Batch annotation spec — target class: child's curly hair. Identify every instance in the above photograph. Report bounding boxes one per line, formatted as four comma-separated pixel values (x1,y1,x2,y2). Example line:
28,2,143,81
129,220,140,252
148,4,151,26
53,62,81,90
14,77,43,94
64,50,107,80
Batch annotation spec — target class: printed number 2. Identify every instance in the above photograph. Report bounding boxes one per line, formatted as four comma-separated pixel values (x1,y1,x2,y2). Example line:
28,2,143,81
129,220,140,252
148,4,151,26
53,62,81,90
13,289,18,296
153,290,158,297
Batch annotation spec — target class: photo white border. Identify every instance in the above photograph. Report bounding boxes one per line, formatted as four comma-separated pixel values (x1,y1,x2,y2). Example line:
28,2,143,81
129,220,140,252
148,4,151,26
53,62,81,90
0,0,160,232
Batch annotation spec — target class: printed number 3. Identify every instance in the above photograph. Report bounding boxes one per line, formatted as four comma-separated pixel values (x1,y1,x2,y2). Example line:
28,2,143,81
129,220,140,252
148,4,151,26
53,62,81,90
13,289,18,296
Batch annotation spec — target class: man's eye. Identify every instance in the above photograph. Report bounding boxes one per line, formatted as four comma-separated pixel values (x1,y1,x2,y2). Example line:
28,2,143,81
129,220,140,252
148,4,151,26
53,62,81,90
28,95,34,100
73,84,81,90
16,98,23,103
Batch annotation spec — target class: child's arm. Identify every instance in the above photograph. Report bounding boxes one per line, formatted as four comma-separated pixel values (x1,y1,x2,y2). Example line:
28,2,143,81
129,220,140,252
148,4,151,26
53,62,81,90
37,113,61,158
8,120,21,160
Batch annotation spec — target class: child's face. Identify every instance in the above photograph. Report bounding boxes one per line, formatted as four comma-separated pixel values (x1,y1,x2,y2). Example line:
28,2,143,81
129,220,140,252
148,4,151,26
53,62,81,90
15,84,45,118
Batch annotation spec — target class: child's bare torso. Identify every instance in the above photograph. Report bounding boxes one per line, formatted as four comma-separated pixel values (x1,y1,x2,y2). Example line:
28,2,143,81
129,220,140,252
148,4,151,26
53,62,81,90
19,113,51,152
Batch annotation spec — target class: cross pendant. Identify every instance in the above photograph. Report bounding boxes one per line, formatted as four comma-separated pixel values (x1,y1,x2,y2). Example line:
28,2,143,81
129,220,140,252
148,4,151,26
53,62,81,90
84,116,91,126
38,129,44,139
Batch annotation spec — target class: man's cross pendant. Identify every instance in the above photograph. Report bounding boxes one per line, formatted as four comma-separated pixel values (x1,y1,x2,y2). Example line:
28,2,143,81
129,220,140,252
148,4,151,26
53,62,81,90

=-=-=

**TASK OBJECTIVE**. Edit all of the material above so that every occurrence of "pixel values" becomes "pixel coordinates", and leave everything else unchanged.

**TASK ANSWER**.
Batch annotation spec — target class: child's curly hair. Identify every instance in the above photograph. Report bounding boxes one per line, formatted as four comma-separated pixel coordinates (x1,y1,x2,y2). Example line:
28,2,143,81
129,220,140,252
148,4,151,26
53,62,81,90
14,77,43,94
64,50,107,80
Batch annotation spec — target class: printed number 2. Identify every instance in the above photograph. Report bounding boxes one per line, formatted as four comma-separated pixel coordinates (x1,y1,x2,y2). Example line:
28,2,143,81
129,220,140,252
148,4,151,26
53,62,81,90
13,289,18,296
153,290,158,297
Batch annotation spec — target class: photo white border. Identify every instance in the above photograph. Report bounding boxes one per line, formatted as four comma-separated pixel coordinates (x1,y1,x2,y2). Example line:
28,2,143,81
129,220,140,252
148,4,151,26
53,62,81,90
0,0,160,232
Batch annotation spec — target class: printed number 3. Identify every instance in the above photograph. Report bounding boxes one per line, formatted as four comma-separated pixel coordinates (x1,y1,x2,y2). Example line:
28,2,143,81
129,220,140,252
148,4,151,26
53,62,81,90
13,289,18,296
Batch annotation spec — target class: man's eye. Identify every instance in the above photograph. Report bounding boxes one per line, formatted as four comma-separated pixel coordinates (x1,y1,x2,y2). Example line:
28,2,143,81
129,220,140,252
148,4,151,26
53,62,81,90
28,95,34,100
73,84,81,90
16,98,23,103
Batch annotation spec — target class: child's arm. Identify every instance in the above photograph. Report bounding boxes one per line, formatted as four comma-separated pixel coordinates (x1,y1,x2,y2). Example line:
28,2,143,81
129,220,140,252
148,4,151,26
53,62,81,90
37,113,61,158
8,120,21,160
Batch annotation spec — target class: child's face. Identify every instance in the above photograph. Report bounding boxes one per line, formatted as four comma-separated pixel coordinates (x1,y1,x2,y2). Example line:
28,2,143,81
129,220,140,252
148,4,151,26
53,62,81,90
15,84,45,118
Batch annotation spec — target class: child's bare torso. Identify every instance in the above photograph. Report bounding boxes one per line, formatted as four comma-separated pixel coordinates (x1,y1,x2,y2). Example line:
28,2,143,81
129,220,140,252
148,4,151,26
53,62,81,90
19,113,51,152
Batch annotation spec — target class: cross pendant. Identify every instance in the above photograph. Report bounding boxes one per line, formatted as four comma-separated pixel coordinates (x1,y1,x2,y2). Example line:
28,2,143,81
129,220,140,252
148,4,151,26
53,62,81,90
84,116,91,126
38,129,44,139
Batch annotation spec — target class: man's cross pendant. Identify every instance in the above photograph. Report bounding boxes one per line, formatted as four comma-separated pixel coordinates (x1,y1,x2,y2). Example line:
28,2,143,81
129,220,140,252
148,4,151,26
53,62,81,90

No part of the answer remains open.